**** Source document ****
It’s that time in New York where power-mongering retail buyers and high-end designers decide what we’ll be craving for the rest of the year, while editors jockey for front row seats.
Not Fashion Week, Toy Fair.
While there are plenty of new “Frozen” products for the younger set, we also found cool goodies that are either specifically designed for us, or at least get away with setting on your desk without claiming that “some kid must have put it in my bag.”
Robert Haynes-Peterson covers wine, spirits, cocktails and luxury lifestyle topics. Including toys. He lives and drinks in New York City.
No one's going to fault you for coveting the latest Lego Star Wars kit (there's a huge new Boba Fett Slave 1 ship out!). But the age range on the box still tops out at 14.
Enter Todd McFarlane Toys. McFarlane (creator of the 'Spawn' comic books) set about creating a grown-up building block set with a more finished look. Super detailed components, like Daryl on his bike, the Governor's zombie-head room or modular prison cells run between about $US10 and $US70. It also means you can display a small build on your desk, or turn the entire basement into a postapocalyptic nightmare.
Not a zombie fan? McFarlane says more themes are coming up. We're rooting for 'Breaking Bad's' SuperLab.
The new, non-slotted Anki race system is seriously cool in a way Hot Wheels never could be.
Taking a cue from the 'toys to life' category (think Disney Infinity), Anki is a radically different sort of track: Your smartphone controls the car, which can traverse any part of the track, accelerate, and even battle other cars (for points, achievements and to unlock upgrades). There's an entire virtual story arc, but the action happens in the real world. Race or battle against friends (iOS and Android) or NPCs with AI capability.
**** Data section ****
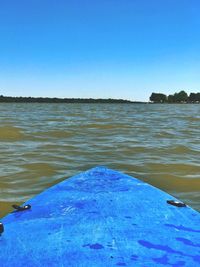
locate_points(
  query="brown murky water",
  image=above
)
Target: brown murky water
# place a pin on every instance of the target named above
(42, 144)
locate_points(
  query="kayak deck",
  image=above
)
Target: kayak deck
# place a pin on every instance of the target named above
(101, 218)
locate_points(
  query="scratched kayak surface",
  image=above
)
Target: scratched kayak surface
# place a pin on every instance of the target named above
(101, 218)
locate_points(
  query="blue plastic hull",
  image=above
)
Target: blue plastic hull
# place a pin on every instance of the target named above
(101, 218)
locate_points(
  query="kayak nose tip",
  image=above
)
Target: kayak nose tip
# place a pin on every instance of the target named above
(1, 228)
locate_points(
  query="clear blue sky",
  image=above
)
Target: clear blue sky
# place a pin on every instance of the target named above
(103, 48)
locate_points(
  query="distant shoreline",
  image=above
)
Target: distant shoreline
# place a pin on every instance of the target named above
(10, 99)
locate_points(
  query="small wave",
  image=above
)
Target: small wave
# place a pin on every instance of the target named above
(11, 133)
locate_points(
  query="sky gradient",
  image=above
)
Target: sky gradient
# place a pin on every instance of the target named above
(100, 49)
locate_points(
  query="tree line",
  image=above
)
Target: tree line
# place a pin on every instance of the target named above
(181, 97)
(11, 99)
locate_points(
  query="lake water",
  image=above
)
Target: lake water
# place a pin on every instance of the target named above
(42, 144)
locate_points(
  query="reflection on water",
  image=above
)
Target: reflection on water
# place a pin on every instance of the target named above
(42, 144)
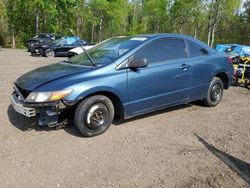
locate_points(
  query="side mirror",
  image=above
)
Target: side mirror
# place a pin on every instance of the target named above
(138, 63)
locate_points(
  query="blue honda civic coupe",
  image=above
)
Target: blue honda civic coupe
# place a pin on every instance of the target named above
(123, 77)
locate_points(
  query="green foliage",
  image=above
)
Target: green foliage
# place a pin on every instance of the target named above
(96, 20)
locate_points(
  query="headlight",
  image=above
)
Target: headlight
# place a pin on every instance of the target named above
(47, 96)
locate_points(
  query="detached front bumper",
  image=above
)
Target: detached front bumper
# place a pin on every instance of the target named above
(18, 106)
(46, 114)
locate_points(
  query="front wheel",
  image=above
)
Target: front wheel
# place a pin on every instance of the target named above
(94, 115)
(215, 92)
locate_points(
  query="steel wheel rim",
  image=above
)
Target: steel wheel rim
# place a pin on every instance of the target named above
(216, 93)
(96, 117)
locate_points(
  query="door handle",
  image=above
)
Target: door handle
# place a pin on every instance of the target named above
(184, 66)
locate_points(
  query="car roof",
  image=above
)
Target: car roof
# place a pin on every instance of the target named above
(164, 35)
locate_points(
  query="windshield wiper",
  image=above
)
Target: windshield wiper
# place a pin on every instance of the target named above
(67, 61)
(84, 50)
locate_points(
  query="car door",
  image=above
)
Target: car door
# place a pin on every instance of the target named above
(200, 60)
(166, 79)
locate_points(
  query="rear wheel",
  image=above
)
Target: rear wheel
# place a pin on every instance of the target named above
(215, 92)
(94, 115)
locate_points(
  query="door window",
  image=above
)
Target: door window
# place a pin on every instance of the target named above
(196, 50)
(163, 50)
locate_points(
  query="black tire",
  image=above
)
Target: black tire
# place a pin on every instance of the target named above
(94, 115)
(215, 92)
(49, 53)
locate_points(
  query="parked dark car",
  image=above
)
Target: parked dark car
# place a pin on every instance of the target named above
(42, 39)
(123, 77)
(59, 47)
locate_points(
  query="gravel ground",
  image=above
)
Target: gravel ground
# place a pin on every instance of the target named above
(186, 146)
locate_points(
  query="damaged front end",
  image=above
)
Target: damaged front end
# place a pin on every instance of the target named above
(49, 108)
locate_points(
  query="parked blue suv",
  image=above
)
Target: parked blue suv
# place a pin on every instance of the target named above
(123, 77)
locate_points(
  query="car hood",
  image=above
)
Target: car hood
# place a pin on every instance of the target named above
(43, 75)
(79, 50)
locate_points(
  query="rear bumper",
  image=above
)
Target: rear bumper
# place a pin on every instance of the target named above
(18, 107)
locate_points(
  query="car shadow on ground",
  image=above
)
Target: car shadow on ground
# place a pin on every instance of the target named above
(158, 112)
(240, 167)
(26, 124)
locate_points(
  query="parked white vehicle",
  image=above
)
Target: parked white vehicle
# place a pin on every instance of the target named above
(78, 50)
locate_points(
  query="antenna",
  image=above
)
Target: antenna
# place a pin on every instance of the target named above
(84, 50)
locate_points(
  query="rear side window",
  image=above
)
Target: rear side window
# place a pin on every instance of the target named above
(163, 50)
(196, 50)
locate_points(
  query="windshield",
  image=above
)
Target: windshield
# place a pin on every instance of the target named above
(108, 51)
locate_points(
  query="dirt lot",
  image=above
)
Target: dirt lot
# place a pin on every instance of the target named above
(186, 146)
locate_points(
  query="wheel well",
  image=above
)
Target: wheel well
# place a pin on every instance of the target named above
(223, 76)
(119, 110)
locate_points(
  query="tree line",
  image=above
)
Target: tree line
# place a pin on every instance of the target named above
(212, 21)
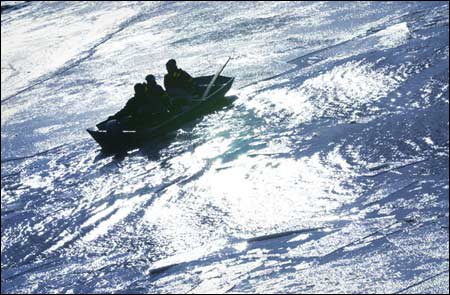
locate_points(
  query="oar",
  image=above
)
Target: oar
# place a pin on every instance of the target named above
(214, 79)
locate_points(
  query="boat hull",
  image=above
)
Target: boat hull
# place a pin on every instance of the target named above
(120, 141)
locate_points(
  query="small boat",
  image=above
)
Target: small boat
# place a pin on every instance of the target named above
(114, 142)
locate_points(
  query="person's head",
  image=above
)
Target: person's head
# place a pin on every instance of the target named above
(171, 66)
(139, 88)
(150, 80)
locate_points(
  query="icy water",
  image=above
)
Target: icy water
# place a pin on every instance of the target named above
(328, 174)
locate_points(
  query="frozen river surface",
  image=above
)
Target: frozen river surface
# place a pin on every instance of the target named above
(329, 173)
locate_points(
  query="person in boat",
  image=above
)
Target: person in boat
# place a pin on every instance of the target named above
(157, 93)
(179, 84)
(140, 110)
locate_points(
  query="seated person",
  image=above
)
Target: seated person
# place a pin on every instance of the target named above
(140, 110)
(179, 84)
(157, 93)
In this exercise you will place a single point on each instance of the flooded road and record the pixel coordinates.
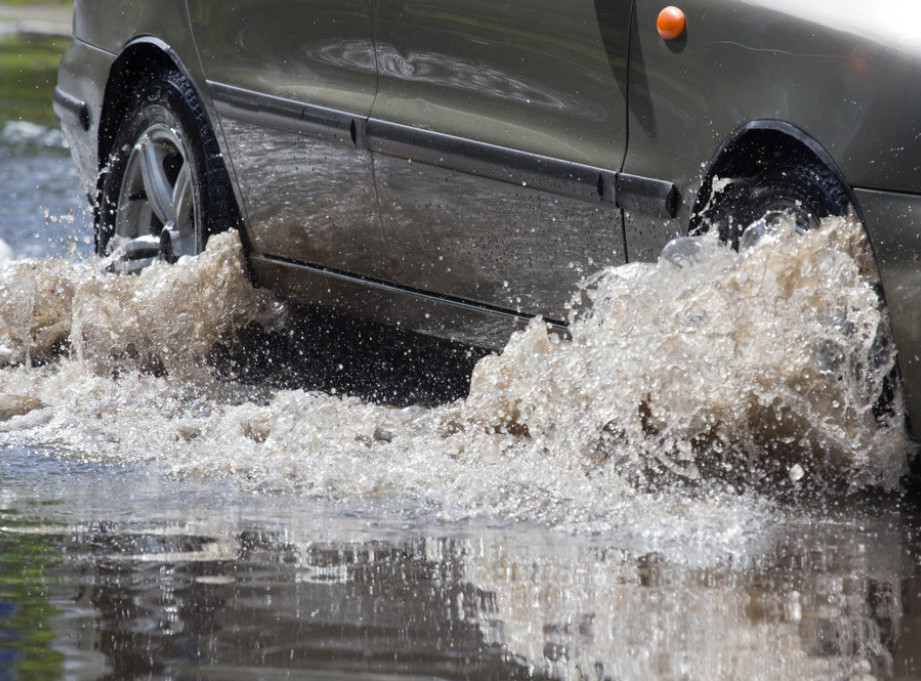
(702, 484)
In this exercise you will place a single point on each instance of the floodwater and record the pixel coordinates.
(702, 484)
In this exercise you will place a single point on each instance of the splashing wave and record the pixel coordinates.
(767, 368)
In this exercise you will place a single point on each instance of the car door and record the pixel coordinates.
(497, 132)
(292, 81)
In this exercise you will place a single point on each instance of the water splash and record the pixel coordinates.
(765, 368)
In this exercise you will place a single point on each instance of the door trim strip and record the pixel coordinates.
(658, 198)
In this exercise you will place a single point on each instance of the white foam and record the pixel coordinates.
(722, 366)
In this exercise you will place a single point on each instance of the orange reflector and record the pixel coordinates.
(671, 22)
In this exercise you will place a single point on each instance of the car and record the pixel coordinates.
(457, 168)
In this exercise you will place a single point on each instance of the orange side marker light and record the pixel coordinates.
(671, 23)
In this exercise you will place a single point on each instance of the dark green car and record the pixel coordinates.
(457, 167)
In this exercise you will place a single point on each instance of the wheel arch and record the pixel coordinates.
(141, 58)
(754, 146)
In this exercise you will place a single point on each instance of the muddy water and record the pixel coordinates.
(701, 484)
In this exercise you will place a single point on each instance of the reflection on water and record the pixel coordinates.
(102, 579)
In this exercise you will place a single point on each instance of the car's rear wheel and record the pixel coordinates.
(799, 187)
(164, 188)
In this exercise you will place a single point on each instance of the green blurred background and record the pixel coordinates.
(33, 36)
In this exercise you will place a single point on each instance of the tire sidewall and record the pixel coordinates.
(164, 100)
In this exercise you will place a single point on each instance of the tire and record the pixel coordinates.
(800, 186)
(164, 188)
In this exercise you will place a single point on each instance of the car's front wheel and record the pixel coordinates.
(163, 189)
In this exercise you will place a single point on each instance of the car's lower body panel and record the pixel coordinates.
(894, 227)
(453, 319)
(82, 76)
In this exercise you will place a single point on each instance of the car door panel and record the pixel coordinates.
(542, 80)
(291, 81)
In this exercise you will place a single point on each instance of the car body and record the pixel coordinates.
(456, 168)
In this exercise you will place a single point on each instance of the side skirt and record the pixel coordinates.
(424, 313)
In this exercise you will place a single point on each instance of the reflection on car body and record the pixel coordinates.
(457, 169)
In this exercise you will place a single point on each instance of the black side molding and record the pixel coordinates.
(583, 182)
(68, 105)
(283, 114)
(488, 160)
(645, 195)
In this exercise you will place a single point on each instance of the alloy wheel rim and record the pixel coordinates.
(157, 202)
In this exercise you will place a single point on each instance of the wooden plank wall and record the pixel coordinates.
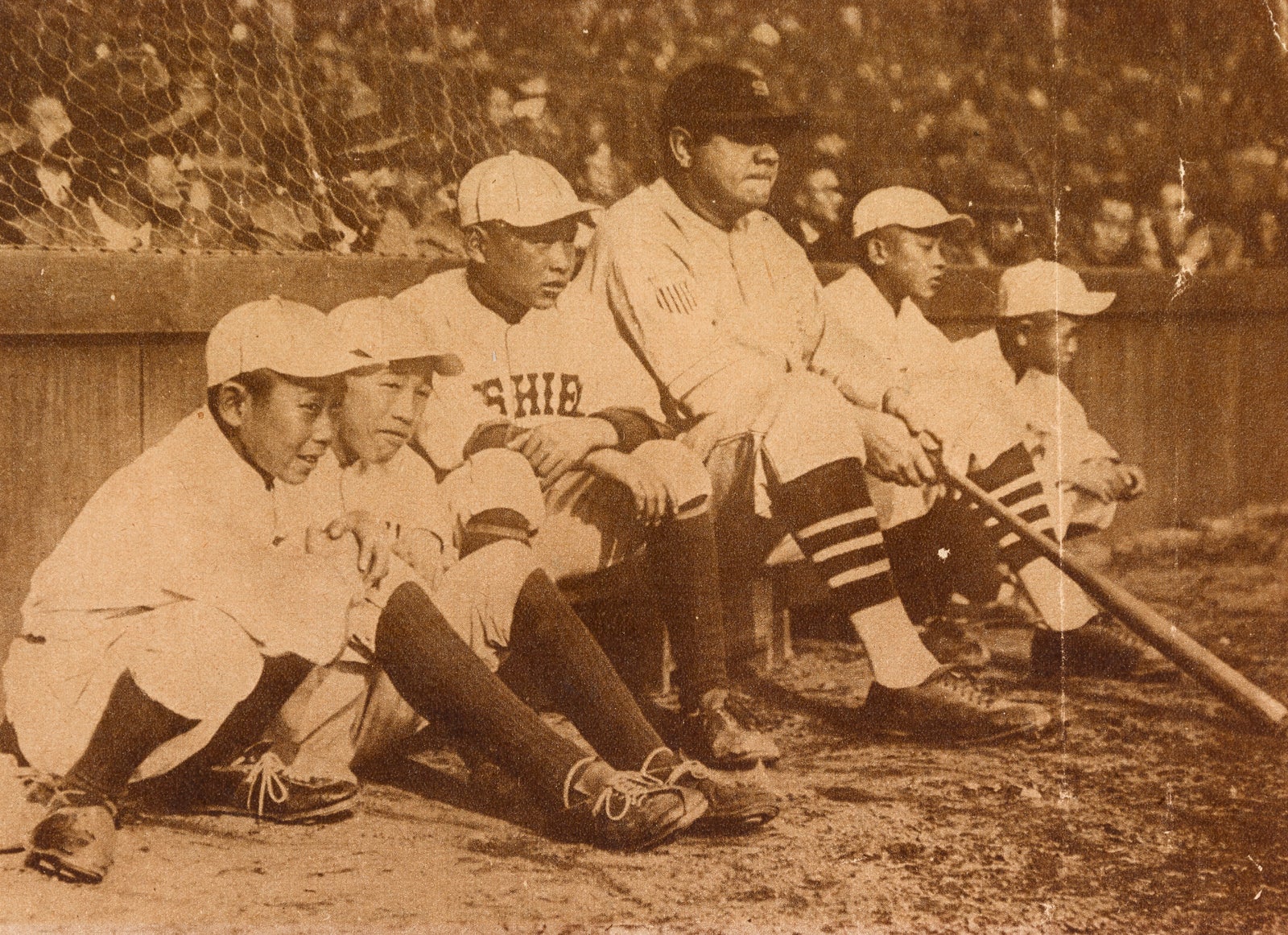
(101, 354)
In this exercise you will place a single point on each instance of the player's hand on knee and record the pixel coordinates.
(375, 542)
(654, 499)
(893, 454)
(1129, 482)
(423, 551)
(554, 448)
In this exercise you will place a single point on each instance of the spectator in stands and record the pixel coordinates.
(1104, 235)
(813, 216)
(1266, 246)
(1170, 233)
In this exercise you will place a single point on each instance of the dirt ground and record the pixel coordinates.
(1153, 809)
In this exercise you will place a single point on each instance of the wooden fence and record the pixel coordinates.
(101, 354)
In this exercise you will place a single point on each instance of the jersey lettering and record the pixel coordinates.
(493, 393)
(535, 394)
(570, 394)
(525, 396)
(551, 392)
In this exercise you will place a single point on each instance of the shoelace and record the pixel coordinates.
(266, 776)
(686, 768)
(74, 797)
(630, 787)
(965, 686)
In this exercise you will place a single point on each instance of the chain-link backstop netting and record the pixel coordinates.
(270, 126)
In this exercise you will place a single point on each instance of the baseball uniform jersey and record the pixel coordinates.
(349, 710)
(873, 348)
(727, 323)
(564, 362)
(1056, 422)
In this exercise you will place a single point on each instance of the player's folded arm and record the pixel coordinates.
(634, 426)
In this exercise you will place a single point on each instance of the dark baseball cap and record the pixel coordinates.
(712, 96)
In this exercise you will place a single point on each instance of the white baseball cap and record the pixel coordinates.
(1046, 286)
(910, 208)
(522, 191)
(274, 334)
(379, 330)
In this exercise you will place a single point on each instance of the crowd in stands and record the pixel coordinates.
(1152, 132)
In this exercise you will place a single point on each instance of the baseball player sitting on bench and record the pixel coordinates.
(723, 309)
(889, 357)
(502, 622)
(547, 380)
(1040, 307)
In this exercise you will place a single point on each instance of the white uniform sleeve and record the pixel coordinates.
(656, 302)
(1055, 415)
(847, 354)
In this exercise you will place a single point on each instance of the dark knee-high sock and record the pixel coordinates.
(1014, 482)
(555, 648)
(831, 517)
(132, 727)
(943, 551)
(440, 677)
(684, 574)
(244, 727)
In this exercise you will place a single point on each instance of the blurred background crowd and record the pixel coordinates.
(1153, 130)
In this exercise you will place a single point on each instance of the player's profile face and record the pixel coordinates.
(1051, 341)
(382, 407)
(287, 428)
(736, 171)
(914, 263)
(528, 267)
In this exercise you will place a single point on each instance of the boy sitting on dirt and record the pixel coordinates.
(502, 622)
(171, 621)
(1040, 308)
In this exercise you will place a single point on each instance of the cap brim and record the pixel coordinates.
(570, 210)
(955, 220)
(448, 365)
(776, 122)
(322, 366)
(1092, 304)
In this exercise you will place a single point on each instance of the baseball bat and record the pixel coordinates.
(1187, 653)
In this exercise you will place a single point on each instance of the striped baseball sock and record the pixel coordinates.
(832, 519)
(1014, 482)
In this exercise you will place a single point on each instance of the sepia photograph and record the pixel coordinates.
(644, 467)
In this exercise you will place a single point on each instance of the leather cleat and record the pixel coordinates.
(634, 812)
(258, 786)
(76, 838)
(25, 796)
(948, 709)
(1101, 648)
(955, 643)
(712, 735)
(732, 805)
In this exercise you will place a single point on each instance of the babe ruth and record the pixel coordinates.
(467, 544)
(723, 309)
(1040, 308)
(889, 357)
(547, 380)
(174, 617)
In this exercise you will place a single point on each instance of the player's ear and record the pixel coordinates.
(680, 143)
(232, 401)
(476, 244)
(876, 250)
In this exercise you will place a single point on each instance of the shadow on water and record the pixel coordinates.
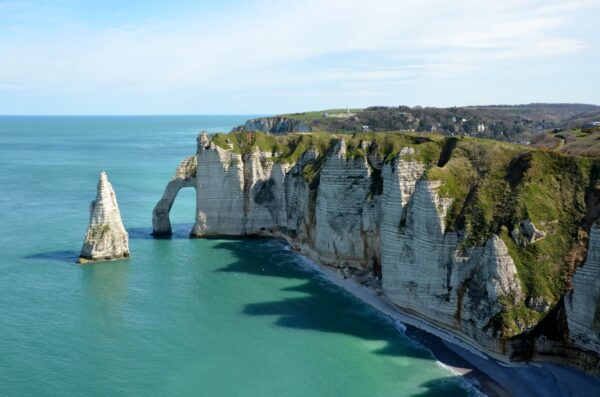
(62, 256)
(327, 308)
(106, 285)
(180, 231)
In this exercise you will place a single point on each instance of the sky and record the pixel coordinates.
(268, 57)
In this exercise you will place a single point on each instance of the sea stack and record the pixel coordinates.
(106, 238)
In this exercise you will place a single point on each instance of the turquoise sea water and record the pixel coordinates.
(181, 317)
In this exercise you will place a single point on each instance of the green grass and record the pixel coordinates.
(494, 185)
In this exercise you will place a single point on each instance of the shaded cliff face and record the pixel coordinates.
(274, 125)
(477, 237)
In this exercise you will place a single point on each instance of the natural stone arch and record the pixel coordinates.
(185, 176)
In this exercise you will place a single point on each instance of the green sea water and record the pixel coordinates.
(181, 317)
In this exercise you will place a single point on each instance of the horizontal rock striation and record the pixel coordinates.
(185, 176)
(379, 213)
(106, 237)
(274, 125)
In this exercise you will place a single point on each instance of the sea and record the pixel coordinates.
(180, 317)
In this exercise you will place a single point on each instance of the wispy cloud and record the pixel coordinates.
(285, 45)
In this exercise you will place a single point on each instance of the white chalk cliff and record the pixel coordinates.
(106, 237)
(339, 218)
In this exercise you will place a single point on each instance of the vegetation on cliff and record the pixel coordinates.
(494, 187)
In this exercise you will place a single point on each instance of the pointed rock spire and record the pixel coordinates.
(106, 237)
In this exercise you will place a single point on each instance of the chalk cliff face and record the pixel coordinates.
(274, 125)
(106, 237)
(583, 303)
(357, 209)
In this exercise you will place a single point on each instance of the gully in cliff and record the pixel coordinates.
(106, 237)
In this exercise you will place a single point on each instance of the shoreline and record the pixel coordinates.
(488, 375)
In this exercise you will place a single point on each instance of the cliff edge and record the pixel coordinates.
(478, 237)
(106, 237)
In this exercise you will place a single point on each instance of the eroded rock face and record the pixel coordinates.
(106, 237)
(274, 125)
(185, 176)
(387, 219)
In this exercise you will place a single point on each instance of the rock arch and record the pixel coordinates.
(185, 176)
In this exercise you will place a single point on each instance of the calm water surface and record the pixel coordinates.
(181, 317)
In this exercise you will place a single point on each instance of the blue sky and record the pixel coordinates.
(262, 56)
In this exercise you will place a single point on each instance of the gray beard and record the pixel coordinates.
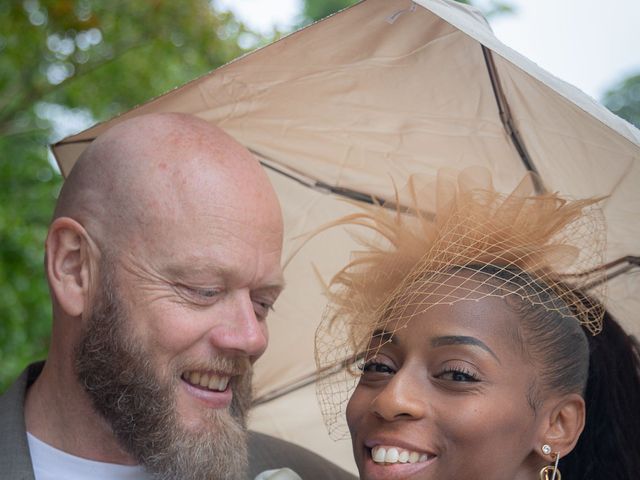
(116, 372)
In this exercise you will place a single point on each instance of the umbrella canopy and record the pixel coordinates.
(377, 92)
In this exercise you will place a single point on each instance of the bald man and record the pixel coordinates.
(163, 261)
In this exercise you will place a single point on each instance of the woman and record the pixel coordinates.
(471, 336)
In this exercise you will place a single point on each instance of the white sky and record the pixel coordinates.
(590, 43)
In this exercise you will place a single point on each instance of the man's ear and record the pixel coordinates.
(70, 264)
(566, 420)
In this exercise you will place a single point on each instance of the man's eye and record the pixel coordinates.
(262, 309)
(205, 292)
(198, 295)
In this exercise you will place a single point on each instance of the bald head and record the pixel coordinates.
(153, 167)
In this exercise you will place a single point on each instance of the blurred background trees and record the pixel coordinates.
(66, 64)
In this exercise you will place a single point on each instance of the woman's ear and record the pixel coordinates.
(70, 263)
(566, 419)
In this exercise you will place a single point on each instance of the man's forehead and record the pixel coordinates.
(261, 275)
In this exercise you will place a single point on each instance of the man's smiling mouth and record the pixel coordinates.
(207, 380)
****
◆ **Activity**:
Transcribe the Toy Fair article word for word, starting with "While there are" and going on through "New York City.". The lines play no part in this exercise.

◆ **Answer to this task**:
While there are plenty of new “Frozen” products for the younger set, we also found cool goodies that are either specifically designed for us, or at least get away with setting on your desk without claiming that “some kid must have put it in my bag.”
Robert Haynes-Peterson covers wine, spirits, cocktails and luxury lifestyle topics. Including toys. He lives and drinks in New York City.